## WHAT THIS TASK INVOLVES
Find the line that contains "Would you mind annotating the curtain rod" and print it and every line after it, exactly, please.

## TASK INPUT

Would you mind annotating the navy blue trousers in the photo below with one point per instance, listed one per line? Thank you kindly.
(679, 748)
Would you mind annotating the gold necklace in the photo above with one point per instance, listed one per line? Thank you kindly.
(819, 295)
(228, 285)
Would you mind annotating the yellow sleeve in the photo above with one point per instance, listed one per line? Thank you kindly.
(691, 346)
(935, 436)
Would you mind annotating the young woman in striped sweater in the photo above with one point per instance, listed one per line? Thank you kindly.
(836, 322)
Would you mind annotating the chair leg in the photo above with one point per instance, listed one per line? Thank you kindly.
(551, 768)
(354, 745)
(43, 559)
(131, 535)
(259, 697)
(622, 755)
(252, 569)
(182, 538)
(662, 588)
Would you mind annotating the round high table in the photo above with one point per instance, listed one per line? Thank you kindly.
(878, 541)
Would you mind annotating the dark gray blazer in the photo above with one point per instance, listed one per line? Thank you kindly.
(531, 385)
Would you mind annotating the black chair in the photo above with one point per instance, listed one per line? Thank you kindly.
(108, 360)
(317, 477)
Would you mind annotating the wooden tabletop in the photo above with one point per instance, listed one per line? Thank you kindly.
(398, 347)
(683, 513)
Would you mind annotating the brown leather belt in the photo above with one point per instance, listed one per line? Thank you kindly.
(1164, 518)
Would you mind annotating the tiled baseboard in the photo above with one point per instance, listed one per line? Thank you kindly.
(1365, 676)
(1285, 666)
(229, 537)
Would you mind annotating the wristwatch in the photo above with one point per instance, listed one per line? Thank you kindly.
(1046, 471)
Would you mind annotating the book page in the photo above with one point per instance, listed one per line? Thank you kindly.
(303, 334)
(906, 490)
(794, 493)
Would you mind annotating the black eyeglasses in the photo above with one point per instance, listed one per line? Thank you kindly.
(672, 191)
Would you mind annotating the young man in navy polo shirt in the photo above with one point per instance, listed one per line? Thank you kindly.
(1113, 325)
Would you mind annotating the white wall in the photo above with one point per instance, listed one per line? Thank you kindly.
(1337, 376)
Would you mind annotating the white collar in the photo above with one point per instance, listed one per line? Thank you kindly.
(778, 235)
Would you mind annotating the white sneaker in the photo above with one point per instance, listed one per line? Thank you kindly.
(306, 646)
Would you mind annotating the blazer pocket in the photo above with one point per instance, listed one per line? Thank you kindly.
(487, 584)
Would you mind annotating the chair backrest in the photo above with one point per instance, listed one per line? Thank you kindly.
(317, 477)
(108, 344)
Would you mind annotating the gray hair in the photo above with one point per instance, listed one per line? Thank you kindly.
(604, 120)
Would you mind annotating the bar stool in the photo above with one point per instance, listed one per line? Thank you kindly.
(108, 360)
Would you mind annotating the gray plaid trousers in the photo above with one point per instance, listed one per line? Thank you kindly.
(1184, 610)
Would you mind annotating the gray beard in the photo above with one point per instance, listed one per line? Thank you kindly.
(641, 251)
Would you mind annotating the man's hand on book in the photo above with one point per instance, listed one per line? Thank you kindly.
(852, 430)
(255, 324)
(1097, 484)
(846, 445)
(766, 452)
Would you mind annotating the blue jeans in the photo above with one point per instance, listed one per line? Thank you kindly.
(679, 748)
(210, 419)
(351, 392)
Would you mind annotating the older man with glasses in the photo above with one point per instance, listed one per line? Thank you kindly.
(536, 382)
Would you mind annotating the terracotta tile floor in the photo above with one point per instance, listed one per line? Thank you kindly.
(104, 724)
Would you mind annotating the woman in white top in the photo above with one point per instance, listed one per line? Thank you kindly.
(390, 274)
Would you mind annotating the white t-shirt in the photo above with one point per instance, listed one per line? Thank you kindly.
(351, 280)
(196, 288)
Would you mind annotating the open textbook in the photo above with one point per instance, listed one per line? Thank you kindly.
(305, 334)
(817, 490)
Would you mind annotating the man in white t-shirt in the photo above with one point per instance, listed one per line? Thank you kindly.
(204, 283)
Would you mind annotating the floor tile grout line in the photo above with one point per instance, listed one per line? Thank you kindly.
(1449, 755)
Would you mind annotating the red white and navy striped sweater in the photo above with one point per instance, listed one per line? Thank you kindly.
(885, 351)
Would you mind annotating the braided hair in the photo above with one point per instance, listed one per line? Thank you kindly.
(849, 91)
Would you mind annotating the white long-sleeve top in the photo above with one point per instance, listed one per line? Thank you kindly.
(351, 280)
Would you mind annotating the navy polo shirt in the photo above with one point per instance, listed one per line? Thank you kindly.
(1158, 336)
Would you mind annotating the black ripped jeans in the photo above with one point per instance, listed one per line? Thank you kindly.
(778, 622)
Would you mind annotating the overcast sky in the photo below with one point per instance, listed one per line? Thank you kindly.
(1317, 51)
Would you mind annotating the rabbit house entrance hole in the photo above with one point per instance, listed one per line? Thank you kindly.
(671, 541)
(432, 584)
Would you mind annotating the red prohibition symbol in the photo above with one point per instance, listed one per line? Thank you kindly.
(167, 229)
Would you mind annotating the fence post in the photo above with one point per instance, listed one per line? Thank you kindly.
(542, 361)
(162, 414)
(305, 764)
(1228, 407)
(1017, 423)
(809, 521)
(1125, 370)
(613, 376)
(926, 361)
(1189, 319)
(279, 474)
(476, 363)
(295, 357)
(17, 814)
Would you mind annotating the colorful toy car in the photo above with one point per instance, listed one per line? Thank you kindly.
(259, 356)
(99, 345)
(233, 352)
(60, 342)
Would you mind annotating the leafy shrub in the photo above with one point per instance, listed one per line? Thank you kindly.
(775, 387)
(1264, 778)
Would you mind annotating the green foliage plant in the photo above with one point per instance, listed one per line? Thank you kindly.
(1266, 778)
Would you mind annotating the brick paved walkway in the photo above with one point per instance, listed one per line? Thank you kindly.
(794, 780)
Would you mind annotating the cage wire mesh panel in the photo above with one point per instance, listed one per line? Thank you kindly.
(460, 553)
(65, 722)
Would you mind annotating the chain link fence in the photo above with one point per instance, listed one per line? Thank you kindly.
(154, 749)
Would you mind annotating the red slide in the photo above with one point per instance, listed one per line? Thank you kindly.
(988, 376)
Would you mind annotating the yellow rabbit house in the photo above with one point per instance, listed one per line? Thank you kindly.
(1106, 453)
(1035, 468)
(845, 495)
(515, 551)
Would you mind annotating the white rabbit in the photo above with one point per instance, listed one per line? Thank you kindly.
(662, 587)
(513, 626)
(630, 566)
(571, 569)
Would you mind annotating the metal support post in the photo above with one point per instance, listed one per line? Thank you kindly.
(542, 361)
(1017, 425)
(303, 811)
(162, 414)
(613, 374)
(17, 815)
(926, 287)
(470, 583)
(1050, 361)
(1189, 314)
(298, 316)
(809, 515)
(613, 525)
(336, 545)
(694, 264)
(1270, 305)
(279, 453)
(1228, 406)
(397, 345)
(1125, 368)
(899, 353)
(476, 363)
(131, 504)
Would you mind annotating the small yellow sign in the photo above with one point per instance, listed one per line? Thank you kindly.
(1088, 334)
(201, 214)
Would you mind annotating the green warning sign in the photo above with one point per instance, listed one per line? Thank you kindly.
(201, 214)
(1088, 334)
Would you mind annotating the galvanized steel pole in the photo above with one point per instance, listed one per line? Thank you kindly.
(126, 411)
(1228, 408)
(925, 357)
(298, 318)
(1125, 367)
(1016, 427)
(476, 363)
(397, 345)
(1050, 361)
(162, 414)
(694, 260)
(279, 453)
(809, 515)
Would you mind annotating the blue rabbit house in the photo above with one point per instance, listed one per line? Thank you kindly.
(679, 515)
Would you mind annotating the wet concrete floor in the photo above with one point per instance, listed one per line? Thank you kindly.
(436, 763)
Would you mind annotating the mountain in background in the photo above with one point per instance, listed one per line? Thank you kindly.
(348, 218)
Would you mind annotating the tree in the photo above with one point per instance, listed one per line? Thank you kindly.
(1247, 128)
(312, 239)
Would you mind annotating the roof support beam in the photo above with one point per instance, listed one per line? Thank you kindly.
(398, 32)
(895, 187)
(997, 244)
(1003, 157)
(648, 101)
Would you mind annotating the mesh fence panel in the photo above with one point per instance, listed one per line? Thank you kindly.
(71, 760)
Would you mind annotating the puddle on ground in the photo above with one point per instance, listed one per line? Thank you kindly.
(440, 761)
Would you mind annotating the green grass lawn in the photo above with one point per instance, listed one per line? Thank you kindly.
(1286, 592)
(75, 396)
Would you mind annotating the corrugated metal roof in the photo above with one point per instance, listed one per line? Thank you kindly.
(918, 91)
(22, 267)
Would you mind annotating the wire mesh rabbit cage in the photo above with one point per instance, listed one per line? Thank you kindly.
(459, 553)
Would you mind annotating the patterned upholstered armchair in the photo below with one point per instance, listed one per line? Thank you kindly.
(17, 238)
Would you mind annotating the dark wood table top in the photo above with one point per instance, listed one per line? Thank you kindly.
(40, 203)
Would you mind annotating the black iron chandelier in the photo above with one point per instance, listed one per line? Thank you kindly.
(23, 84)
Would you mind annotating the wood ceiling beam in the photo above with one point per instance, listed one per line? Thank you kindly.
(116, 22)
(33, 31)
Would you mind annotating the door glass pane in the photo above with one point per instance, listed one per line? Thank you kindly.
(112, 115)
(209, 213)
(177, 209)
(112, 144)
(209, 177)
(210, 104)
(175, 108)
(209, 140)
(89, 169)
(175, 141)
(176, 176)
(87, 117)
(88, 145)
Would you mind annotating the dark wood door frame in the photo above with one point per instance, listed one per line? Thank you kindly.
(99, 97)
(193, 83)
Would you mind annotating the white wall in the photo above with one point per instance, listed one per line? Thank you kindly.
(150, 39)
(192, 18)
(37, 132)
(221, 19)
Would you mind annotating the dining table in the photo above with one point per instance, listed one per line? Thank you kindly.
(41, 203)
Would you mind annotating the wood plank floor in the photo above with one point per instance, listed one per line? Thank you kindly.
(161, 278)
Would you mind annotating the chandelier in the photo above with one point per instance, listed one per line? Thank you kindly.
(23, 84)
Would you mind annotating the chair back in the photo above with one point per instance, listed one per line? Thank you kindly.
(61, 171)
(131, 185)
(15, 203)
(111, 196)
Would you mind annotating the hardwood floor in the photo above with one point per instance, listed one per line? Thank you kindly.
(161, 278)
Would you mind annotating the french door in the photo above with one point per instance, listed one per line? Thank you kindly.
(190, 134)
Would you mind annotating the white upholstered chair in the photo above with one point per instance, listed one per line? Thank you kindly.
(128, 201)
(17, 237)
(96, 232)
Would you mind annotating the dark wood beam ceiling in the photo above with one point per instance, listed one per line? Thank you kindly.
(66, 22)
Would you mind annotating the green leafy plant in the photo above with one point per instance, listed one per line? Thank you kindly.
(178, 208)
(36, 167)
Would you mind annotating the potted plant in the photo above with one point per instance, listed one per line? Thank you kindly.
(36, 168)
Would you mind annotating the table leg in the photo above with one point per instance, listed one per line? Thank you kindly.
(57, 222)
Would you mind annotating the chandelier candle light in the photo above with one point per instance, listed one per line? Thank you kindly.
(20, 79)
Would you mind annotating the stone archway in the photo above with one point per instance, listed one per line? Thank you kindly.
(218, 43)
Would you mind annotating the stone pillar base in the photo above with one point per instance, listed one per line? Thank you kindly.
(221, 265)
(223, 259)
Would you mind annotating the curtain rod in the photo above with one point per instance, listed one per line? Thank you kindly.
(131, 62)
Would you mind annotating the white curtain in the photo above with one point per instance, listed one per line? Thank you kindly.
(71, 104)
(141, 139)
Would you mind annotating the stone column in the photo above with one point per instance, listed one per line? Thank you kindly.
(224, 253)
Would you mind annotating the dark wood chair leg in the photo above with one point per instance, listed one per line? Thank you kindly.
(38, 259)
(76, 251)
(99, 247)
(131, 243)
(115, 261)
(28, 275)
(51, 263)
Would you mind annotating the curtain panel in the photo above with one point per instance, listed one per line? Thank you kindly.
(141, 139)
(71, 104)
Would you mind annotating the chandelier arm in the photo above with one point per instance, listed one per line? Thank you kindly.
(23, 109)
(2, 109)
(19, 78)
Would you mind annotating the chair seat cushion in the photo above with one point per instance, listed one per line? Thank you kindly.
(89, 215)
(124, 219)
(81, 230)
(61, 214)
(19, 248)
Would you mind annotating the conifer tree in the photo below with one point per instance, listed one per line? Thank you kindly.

## ANSWER FOR THE TASK
Would you mind annotating the curtain rod in the photo above with one point per instance, listed one per line? Thank you kindly.
(131, 62)
Would you mind annotating the white curtain in the photo above with one point per instance, listed one per line? Thank you kindly.
(71, 104)
(141, 139)
Would you mind annotating the stone column in the photo above with one point per instance, listed one per line? Thank you kindly.
(224, 253)
Would you mind annotating the dark wood chair leg in the photo above with one point per instance, listed one per line? Thank you kindly.
(38, 259)
(76, 251)
(99, 247)
(131, 243)
(115, 261)
(28, 275)
(51, 263)
Would you mind annotating the curtain panel in the photo above with one point per instance, listed one per line? Thank you kindly.
(141, 139)
(71, 104)
Would you mind annotating the chandelier arm in the photo above with one point per instance, listed one per line? Thank you kindly.
(23, 109)
(2, 109)
(19, 78)
Would you mind annotating the chair seat cushion in the photo above with one point per instance, listed one per line? Thank you kindly.
(89, 215)
(124, 219)
(81, 230)
(61, 214)
(19, 248)
Would you mind annotating the conifer tree in the photo below with one point per instance, listed one per line? Thank you kindly.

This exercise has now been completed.